# 作業内容:
[1] 会話の共通点に関する抜粋のうち、「このように、自分の話を少し差」から「大変な中でお仕事もされていて、すごいですね。」までを、両端を含めてそのまま書き写してください。
[2] 会話の共通点に関する抜粋で、共通点が多いのに距離が縮まらない原因として挙げられている会話のパターンをすべて列挙してください。
[3] 会話の共通点に関する抜粋によれば、ビジネスの場で家族や恋愛などのプライベートな共通点に触れることについて、基本的にはどうするのが無難とされていますか。

# 提供された抜粋:
§ §

まずは仕事や趣味、日々の習慣あたりまでにとどめておき、相手が自分から話してきた分だけ、少しずつ深さを調整するのが安全なラインです。
- Q相手があまり話してくれないとき、共通点を探すのは諦めるべきですか?
- A
すぐに諦める必要はありませんが、「深掘り質問モード」は一旦やめた方が安心です。
ポイントは、相手の負担を減らすように会話の形を切り替えることです。- 自分から小さな情報を一つ出す
例:自分は最近◯◯にハマっていて、週末はだいたいその予定になっています。 - そのあとに、ゆるい質問を添える
例:◯◯さんは、週末はどんなふうに過ごされることが多いですか。
このように、自分の話を少し差し出してから軽く問いかけると、相手も答えやすくなります。
それでも反応が薄いときは、共通点探しよりも、短いやり取りで終える配慮に切り替える方が、お互いにとって負担が少なくなります。 - 自分から小さな情報を一つ出す
- Qビジネスの場でプライベートな共通点(家族・恋愛など)に触れてもいいですか?
- A
基本的には、自分から踏み込まないのが無難です。
ビジネスの場では、次のようなルールを目安にすると安全です。- 自分から切り出す共通点は、仕事・趣味・日常の範囲にとどめる
- 家族・恋愛などは、相手から話題にした場合にだけ、軽く触れる程度にする
- 深く掘るのではなく、その場ではほんの一言で留める
例えば、相手から子どもの話が出た場合でも、詳しい状況を聞き出すのではなく、
大変な中でお仕事もされていて、すごいですね。
といった程度の受け止めにしておくと、距離の取り方としてはちょうど良くなります。
- Q共通点が多いのに、なぜか距離が縮まらないことがあります。何が原因でしょうか?
- A
共通点そのものよりも、会話のスタンスが原因になっている場合が多いです。例えば、
- 共通点の話題になると、自分ばかり長く話してしまう
- 相手の話の途中で、自分の経験談に切り替えてしまう
- 共通点をきっかけに、さりげなくマウンティングになってしまう
といったパターンです。
共通点が多くても、話を奪われる感覚や、比較されている感覚が続くと、相手は疲れてしまいます。
共通点を使うときは、- まず相手の話を最後まで聞き切る
- 自分の話は一つだけ短く伝え、すぐに相手に返す
- 感想やねぎらいを一言添える(いいですね、それは大変でしたね、など)

§ §

# 提供情報:
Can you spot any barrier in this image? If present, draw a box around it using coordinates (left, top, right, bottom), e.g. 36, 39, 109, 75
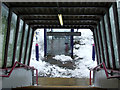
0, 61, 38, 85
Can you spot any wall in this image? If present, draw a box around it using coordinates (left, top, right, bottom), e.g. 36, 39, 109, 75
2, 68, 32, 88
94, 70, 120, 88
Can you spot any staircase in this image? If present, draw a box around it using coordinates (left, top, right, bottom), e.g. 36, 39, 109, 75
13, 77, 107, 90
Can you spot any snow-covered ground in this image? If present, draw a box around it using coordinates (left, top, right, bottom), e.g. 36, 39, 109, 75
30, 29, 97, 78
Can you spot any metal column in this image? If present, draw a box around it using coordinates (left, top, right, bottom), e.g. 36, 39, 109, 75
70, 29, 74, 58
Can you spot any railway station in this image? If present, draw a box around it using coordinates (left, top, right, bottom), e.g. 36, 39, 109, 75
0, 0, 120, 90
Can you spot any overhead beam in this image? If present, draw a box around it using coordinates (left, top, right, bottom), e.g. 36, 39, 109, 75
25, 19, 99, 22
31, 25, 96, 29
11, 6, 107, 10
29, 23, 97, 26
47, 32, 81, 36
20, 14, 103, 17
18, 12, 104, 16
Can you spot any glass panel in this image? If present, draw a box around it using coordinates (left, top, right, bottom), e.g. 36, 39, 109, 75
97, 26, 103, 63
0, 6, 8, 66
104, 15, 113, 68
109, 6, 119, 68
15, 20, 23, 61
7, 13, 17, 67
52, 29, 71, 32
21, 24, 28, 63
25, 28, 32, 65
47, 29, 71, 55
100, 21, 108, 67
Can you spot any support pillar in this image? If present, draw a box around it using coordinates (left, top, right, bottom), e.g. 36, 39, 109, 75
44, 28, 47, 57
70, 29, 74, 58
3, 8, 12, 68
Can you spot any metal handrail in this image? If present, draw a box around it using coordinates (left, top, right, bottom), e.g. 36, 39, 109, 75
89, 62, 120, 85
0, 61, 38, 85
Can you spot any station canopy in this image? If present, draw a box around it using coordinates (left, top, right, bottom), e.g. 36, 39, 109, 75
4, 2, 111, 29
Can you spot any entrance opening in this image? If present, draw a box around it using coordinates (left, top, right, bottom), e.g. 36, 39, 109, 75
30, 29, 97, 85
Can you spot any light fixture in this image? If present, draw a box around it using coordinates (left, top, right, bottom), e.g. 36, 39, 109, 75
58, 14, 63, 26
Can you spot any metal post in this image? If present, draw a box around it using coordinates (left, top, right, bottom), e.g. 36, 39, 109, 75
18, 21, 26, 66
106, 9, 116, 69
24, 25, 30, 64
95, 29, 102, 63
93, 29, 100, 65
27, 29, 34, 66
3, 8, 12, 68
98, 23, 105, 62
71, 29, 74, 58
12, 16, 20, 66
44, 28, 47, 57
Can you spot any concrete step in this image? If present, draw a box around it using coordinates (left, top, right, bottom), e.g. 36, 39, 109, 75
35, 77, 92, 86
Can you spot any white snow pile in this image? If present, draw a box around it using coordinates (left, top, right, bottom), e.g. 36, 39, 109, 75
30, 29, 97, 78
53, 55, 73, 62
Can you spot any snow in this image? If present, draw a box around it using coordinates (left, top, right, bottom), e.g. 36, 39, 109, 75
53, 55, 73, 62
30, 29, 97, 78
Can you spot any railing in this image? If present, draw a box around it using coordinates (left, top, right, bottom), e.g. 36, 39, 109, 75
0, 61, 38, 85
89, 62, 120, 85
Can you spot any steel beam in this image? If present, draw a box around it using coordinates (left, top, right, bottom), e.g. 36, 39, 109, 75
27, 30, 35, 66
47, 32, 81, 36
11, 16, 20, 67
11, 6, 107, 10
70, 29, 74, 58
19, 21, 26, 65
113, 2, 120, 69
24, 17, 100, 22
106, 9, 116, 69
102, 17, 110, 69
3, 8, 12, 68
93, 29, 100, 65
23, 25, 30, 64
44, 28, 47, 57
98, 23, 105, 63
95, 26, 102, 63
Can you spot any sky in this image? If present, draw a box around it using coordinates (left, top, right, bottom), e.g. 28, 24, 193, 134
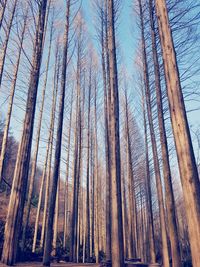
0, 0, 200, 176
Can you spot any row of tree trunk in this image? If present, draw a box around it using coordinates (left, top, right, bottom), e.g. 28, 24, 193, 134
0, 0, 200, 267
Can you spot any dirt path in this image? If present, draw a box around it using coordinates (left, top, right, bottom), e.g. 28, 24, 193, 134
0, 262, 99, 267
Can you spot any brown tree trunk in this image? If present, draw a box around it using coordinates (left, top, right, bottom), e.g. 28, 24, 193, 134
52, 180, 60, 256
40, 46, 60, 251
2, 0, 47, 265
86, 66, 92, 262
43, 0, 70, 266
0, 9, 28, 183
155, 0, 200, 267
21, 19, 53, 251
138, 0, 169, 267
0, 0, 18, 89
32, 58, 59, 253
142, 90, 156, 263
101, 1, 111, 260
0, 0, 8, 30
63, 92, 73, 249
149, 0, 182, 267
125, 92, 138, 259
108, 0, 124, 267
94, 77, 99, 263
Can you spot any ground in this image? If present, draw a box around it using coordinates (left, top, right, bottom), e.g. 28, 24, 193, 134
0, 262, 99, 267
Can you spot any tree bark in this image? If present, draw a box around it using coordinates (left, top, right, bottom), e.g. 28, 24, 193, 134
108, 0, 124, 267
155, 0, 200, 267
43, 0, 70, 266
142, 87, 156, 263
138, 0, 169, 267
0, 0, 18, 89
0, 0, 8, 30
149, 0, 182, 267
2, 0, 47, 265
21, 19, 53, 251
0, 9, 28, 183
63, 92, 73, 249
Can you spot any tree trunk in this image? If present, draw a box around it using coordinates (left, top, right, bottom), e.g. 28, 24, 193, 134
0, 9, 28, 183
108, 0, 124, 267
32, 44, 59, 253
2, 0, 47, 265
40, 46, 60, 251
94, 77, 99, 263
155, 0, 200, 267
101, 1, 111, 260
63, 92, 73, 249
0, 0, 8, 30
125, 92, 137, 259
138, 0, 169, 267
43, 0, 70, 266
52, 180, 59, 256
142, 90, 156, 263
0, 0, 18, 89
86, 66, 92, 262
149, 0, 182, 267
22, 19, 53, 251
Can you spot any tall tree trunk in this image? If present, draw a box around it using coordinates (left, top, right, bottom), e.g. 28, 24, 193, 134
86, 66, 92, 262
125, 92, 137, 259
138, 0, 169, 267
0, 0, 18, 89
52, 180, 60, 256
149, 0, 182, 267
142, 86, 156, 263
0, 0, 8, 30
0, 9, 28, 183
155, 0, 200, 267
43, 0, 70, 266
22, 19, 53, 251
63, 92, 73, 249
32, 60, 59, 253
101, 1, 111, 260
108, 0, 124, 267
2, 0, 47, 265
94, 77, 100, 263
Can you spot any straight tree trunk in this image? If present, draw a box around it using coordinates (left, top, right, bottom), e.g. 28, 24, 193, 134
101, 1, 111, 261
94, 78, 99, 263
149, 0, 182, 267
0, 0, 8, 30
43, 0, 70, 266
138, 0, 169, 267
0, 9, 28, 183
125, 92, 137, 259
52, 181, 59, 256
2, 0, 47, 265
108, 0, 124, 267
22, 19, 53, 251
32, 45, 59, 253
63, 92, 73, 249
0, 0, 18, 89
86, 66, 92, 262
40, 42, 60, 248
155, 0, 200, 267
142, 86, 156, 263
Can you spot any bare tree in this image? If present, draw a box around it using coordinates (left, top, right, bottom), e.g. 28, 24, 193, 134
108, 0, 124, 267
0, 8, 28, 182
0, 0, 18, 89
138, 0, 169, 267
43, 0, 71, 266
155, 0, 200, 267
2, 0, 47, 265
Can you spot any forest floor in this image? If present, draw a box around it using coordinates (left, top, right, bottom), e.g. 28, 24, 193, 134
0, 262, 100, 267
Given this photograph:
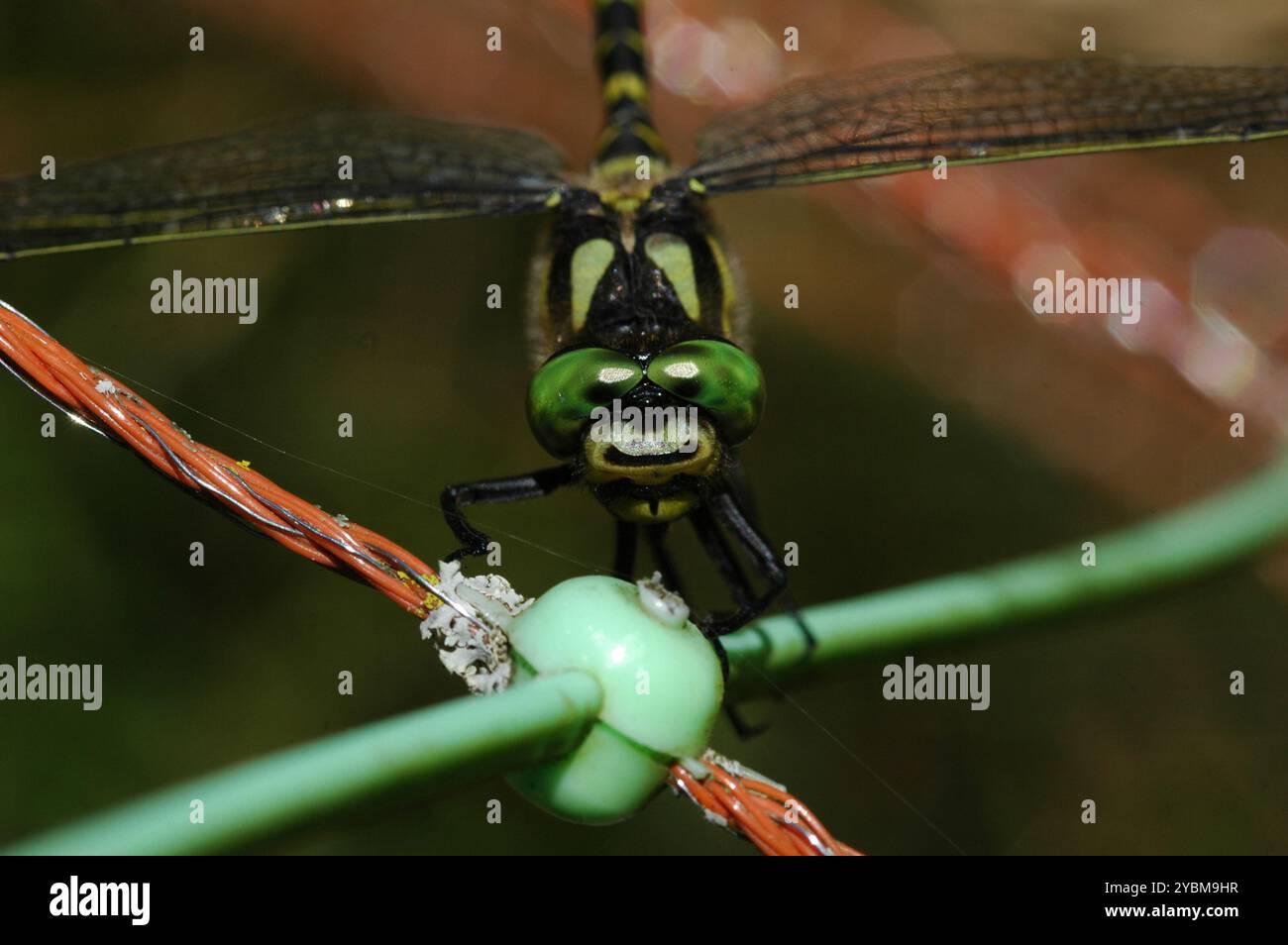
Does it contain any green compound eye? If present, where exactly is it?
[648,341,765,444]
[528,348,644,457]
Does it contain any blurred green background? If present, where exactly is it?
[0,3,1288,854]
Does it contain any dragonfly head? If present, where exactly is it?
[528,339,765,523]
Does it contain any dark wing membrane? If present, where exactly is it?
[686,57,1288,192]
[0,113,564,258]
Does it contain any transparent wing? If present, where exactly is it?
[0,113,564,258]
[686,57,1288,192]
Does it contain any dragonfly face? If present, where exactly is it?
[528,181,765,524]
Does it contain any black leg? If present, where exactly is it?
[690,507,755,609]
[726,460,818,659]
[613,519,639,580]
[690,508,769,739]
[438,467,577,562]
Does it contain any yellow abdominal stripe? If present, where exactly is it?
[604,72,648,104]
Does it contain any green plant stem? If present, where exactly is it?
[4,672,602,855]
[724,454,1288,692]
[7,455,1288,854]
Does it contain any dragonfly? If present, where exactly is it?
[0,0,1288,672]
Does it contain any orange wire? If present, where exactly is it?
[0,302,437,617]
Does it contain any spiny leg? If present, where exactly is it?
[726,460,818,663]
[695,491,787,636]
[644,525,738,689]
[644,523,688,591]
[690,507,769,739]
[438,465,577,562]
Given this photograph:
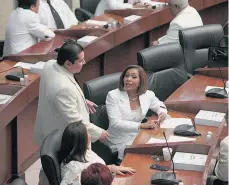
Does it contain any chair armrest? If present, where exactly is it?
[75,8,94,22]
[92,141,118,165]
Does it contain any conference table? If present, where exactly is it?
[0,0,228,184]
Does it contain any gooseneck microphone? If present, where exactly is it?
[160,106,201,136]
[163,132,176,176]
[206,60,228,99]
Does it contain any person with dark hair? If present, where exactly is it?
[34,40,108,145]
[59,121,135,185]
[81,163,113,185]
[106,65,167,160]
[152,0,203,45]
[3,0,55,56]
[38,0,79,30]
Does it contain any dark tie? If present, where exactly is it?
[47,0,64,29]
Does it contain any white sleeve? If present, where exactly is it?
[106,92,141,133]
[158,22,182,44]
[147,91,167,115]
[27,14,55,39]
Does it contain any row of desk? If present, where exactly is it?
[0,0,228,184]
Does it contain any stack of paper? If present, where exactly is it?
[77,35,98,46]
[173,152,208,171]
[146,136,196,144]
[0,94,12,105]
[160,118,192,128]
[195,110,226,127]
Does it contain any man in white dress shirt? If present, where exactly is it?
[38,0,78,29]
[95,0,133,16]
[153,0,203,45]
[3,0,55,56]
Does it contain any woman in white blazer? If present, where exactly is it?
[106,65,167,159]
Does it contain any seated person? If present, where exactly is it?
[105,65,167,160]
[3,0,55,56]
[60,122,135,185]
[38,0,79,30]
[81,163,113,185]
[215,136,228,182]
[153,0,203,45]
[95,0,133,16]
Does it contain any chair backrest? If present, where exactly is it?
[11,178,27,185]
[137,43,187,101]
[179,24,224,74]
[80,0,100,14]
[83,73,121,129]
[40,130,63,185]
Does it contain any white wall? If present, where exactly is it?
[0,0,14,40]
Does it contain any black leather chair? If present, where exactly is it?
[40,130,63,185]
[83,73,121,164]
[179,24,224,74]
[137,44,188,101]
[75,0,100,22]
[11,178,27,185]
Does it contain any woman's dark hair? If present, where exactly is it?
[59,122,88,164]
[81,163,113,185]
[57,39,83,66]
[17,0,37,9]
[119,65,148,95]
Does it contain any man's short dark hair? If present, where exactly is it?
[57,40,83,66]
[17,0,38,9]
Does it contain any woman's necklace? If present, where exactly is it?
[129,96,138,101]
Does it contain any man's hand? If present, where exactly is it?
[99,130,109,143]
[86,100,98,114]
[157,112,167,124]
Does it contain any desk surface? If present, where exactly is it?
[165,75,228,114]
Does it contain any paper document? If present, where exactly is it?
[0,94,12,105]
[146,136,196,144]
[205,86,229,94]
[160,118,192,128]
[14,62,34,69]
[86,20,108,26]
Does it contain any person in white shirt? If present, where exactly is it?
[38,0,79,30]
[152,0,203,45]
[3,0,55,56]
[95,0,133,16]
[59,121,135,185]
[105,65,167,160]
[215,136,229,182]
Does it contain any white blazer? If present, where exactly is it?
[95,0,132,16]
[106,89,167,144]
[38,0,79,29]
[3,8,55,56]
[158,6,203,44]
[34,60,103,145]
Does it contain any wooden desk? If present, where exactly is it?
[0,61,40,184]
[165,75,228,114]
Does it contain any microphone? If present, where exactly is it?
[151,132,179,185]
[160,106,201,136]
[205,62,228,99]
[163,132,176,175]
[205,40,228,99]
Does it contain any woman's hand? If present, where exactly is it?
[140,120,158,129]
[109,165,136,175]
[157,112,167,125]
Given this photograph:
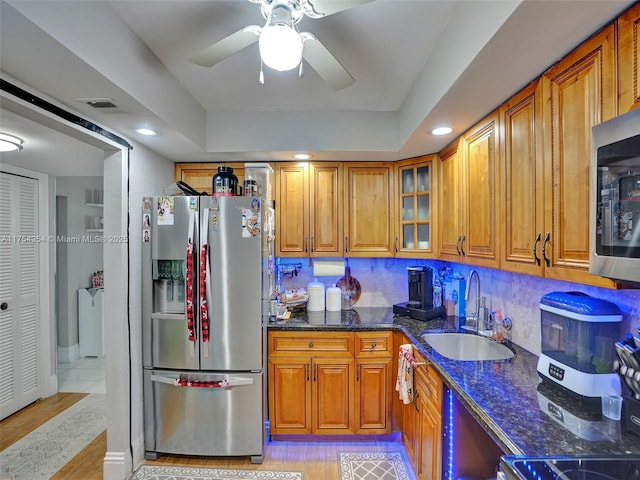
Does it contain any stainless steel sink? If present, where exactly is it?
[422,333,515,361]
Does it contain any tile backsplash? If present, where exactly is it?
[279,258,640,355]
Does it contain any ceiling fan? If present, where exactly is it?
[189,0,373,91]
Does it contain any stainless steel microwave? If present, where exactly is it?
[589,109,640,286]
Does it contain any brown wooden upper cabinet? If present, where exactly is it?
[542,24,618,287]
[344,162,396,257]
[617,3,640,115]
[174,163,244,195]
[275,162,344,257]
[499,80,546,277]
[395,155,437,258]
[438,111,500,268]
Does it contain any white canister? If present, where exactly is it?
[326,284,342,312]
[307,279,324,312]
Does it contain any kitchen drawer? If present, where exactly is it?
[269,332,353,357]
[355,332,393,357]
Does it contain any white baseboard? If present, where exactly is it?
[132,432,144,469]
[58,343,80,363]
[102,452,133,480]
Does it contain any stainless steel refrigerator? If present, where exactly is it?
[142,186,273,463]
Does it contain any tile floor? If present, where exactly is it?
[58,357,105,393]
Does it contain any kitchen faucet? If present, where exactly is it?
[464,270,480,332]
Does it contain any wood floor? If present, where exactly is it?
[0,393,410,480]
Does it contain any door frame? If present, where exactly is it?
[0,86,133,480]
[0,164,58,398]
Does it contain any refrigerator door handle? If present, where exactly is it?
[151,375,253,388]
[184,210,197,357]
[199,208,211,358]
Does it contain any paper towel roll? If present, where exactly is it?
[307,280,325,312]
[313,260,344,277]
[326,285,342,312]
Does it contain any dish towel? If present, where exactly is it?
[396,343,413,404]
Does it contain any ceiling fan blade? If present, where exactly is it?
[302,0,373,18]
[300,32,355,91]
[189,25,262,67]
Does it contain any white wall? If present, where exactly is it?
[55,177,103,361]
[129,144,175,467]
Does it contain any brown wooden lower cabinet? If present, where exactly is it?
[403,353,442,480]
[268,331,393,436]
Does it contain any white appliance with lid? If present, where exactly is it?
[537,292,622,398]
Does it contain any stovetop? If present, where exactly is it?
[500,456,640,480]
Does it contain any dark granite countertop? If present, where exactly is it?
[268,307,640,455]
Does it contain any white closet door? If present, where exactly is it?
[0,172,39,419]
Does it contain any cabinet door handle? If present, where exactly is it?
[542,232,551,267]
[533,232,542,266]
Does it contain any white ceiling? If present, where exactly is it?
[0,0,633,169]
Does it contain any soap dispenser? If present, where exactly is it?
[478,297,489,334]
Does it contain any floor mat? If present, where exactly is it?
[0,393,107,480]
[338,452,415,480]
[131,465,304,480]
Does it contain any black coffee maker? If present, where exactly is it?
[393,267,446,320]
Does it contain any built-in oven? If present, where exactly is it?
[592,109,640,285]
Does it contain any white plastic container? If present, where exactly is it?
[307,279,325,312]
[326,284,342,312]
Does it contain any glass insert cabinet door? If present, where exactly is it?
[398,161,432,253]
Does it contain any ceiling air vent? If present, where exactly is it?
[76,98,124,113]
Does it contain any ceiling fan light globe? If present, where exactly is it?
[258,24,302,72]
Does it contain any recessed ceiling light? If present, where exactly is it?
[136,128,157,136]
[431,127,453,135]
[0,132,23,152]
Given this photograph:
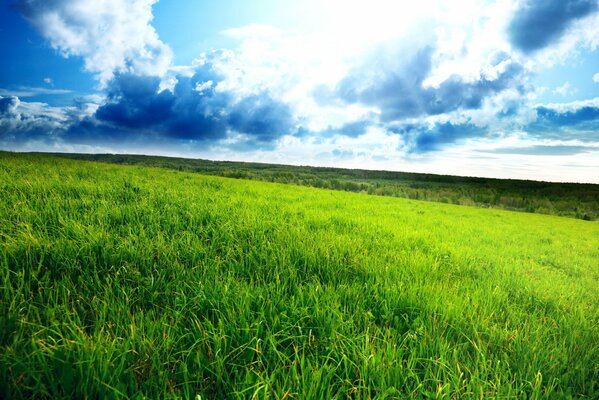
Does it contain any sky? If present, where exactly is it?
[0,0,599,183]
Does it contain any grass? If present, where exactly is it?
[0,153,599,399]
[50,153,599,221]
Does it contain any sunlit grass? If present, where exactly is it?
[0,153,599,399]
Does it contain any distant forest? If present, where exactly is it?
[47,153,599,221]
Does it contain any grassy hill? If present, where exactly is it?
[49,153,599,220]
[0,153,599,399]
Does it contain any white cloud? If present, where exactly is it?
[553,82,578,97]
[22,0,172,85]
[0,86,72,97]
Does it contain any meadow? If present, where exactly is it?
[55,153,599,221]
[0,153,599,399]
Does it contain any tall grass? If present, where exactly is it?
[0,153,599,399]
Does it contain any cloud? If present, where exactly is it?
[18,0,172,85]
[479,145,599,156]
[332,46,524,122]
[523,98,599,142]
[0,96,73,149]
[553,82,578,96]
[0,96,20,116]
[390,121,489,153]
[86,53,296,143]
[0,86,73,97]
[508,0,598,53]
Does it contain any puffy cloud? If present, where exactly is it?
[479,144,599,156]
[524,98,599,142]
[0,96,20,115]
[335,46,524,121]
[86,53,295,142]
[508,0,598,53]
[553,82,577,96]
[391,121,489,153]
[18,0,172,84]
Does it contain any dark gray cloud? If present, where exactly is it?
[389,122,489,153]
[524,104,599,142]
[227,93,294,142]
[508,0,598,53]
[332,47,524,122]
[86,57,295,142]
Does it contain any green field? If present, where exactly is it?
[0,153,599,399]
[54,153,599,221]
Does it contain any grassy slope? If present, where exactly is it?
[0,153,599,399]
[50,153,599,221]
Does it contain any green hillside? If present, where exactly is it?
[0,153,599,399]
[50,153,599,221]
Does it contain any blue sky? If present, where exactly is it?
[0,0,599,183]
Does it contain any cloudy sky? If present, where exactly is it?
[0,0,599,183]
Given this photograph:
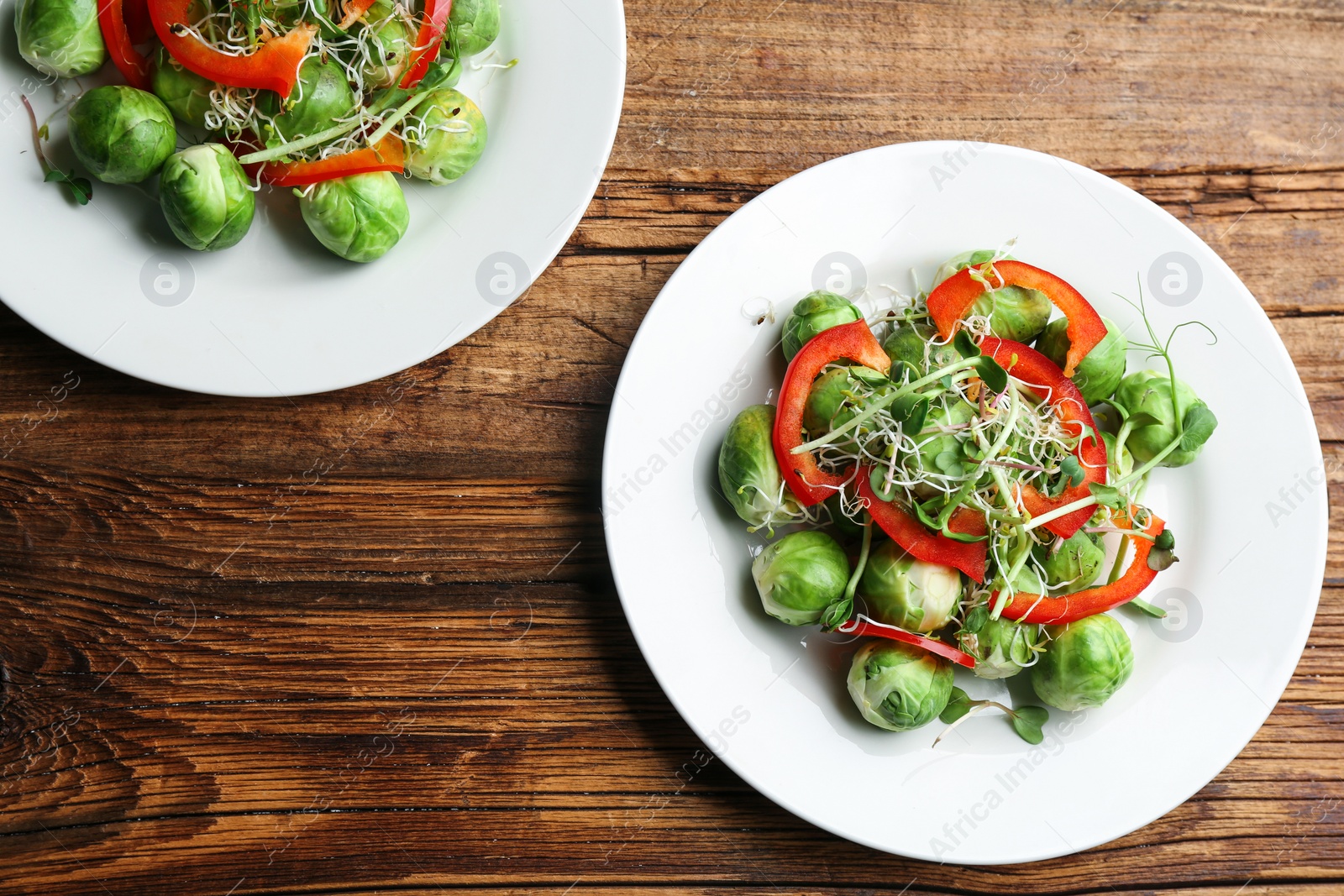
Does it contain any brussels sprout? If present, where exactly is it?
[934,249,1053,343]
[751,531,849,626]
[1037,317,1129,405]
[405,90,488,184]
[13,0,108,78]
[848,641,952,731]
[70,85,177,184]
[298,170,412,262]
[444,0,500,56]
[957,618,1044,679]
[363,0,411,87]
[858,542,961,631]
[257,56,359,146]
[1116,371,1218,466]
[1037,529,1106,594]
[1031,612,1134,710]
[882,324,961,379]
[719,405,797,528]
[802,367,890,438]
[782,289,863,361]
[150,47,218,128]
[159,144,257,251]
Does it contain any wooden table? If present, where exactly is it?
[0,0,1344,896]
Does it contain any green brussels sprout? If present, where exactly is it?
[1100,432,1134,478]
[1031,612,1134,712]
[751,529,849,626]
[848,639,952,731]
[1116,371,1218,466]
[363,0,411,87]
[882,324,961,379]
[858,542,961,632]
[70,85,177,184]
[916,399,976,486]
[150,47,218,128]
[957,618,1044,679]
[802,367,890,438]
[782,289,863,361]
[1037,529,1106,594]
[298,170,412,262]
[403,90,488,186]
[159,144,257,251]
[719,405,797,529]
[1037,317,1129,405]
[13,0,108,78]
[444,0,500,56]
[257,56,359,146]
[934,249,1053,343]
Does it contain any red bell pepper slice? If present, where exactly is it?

§ §

# 各作業の解答:
[1]
このように、自分の話を少し差し出してから軽く問いかけると、相手も答えやすくなります。
それでも反応が薄いときは、共通点探しよりも、短いやり取りで終える配慮に切り替える方が、お互いにとって負担が少なくなります。 - 自分から小さな情報を一つ出す
- Qビジネスの場でプライベートな共通点(家族・恋愛など)に触れてもいいですか?
- A
基本的には、自分から踏み込まないのが無難です。
ビジネスの場では、次のようなルールを目安にすると安全です。- 自分から切り出す共通点は、仕事・趣味・日常の範囲にとどめる
- 家族・恋愛などは、相手から話題にした場合にだけ、軽く触れる程度にする
- 深く掘るのではなく、その場ではほんの一言で留める
例えば、相手から子どもの話が出た場合でも、詳しい状況を聞き出すのではなく、
大変な中でお仕事もされていて、すごいですね。

[2]
- 共通点の話題になると、自分ばかり長く話してしまう
- 相手の話の途中で、自分の経験談に切り替えてしまう
- 共通点をきっかけに、さりげなくマウンティングになってしまう

[3] 自分から踏み込まないのが無難とされています。